## Exercise material
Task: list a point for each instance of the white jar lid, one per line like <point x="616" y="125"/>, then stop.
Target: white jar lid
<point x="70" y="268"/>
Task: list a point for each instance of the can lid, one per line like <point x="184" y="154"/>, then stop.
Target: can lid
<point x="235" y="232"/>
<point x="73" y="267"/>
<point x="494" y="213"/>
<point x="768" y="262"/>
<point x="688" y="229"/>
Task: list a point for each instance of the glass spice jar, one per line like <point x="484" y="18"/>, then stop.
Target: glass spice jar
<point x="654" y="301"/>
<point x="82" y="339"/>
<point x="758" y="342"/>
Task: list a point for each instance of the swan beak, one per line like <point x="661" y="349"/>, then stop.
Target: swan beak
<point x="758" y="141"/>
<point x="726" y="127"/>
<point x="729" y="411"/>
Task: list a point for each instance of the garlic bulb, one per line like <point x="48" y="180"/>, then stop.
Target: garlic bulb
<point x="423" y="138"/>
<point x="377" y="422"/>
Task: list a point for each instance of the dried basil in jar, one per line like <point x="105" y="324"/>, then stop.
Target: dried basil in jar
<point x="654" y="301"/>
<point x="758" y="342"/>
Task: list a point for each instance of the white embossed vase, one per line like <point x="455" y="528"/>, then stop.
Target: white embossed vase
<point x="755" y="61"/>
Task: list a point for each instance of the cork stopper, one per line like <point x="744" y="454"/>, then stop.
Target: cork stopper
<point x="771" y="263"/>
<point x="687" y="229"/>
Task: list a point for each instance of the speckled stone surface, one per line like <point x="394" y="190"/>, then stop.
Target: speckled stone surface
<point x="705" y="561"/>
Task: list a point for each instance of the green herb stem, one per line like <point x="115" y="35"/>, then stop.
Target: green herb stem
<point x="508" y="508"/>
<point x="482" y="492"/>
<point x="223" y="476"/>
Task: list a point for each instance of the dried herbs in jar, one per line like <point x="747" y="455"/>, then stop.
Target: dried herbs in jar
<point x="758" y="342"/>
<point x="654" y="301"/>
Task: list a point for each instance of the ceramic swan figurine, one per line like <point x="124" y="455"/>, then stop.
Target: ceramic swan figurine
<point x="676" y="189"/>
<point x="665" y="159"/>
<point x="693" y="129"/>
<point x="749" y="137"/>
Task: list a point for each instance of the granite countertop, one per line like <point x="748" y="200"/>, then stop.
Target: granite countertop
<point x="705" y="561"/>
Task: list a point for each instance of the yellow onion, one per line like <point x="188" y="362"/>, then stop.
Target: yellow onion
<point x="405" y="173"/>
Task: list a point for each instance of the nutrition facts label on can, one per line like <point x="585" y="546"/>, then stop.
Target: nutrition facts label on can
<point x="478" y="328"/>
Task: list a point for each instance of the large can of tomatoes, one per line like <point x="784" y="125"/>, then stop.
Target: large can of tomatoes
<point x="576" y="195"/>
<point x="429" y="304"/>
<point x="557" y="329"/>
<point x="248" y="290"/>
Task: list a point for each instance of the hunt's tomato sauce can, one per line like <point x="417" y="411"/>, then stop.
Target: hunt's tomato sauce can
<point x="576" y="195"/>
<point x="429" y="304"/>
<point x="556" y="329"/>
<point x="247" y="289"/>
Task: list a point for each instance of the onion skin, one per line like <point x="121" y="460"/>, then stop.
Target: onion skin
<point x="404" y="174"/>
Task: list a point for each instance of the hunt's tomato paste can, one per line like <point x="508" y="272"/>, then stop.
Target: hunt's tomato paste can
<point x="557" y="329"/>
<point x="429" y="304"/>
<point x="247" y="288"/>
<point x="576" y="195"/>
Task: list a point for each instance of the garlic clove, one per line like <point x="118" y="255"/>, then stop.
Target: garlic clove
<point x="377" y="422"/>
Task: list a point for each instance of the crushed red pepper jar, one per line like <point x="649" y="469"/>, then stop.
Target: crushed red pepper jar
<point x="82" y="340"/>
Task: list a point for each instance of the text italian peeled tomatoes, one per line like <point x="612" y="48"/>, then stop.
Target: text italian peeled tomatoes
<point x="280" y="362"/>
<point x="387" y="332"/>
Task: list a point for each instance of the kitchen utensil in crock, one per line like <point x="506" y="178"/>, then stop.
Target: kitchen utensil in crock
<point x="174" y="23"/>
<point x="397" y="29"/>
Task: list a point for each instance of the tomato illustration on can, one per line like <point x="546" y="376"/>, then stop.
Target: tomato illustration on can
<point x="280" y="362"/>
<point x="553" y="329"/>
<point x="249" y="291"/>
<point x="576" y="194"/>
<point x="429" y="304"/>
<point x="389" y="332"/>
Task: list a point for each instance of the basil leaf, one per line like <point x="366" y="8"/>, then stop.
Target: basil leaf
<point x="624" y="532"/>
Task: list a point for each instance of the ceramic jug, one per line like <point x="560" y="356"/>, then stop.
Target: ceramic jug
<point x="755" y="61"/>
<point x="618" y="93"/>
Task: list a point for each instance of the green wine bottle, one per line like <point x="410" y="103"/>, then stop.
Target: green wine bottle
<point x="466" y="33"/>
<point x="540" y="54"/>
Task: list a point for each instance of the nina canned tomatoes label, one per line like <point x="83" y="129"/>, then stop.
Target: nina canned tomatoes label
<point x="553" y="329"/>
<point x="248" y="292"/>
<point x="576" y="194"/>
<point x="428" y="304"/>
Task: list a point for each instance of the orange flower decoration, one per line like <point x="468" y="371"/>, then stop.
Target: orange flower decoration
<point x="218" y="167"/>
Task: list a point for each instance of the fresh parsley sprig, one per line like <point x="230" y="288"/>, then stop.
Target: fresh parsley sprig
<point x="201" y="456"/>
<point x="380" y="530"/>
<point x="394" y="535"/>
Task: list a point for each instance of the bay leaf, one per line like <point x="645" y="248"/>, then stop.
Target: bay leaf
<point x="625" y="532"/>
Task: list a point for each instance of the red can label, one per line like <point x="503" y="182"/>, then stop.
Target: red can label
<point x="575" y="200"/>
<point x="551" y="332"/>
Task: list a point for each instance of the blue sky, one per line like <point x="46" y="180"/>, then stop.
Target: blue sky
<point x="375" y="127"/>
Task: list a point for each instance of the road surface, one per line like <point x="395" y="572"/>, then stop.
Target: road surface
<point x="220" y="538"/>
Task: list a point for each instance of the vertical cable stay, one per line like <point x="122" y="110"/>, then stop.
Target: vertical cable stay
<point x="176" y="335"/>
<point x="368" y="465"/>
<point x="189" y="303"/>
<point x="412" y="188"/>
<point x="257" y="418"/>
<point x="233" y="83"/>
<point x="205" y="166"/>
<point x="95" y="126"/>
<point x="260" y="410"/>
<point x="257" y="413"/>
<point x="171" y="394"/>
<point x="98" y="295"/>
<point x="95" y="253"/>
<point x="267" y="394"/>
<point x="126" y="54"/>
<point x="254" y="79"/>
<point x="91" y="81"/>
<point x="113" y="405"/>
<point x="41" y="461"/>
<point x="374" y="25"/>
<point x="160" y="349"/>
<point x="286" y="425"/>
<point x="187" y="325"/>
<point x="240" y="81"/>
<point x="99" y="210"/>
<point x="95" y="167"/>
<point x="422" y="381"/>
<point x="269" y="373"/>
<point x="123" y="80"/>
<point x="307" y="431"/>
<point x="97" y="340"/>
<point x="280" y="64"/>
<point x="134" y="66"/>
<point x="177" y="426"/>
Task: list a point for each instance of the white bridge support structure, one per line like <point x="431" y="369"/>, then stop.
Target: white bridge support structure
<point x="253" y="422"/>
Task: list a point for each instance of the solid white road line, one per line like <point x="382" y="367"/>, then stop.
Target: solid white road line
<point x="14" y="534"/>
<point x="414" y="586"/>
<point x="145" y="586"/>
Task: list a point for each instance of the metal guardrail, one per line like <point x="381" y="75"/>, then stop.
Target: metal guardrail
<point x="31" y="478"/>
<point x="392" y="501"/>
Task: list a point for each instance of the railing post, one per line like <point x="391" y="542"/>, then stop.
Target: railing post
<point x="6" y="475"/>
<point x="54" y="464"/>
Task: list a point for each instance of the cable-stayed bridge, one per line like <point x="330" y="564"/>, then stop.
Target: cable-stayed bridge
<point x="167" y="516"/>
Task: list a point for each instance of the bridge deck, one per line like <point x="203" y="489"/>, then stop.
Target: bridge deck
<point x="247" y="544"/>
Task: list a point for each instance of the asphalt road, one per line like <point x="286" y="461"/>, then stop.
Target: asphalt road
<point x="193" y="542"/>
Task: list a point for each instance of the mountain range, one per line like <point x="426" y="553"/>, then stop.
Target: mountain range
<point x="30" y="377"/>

## Brief
Give back, exactly as written, the lines from the one with "Task: list a point for each instance of the metal" to the last line.

## Task response
Task: list a point for each instance of the metal guardrail, one per line like <point x="381" y="75"/>, then stop.
Target: metal guardrail
<point x="31" y="478"/>
<point x="392" y="501"/>
Task: list a point for each instance of the railing post, one per line like <point x="391" y="542"/>, then stop.
Target: railing post
<point x="6" y="475"/>
<point x="54" y="464"/>
Task: list a point for each instance of the cable-stayed bridge, one per line like <point x="330" y="564"/>, then stop.
Target: cable-stayed bridge
<point x="167" y="516"/>
Task: list a point for each instance of the bridge deck, one per line like <point x="203" y="489"/>, then stop.
Target: bridge deck
<point x="247" y="544"/>
Task: list a point for each instance of the asphalt road, one per line like <point x="286" y="461"/>, then stop.
Target: asphalt road
<point x="193" y="542"/>
Task: list a point for each instance of the mountain range, one per line like <point x="426" y="553"/>, then stop.
Target: mountain range
<point x="30" y="377"/>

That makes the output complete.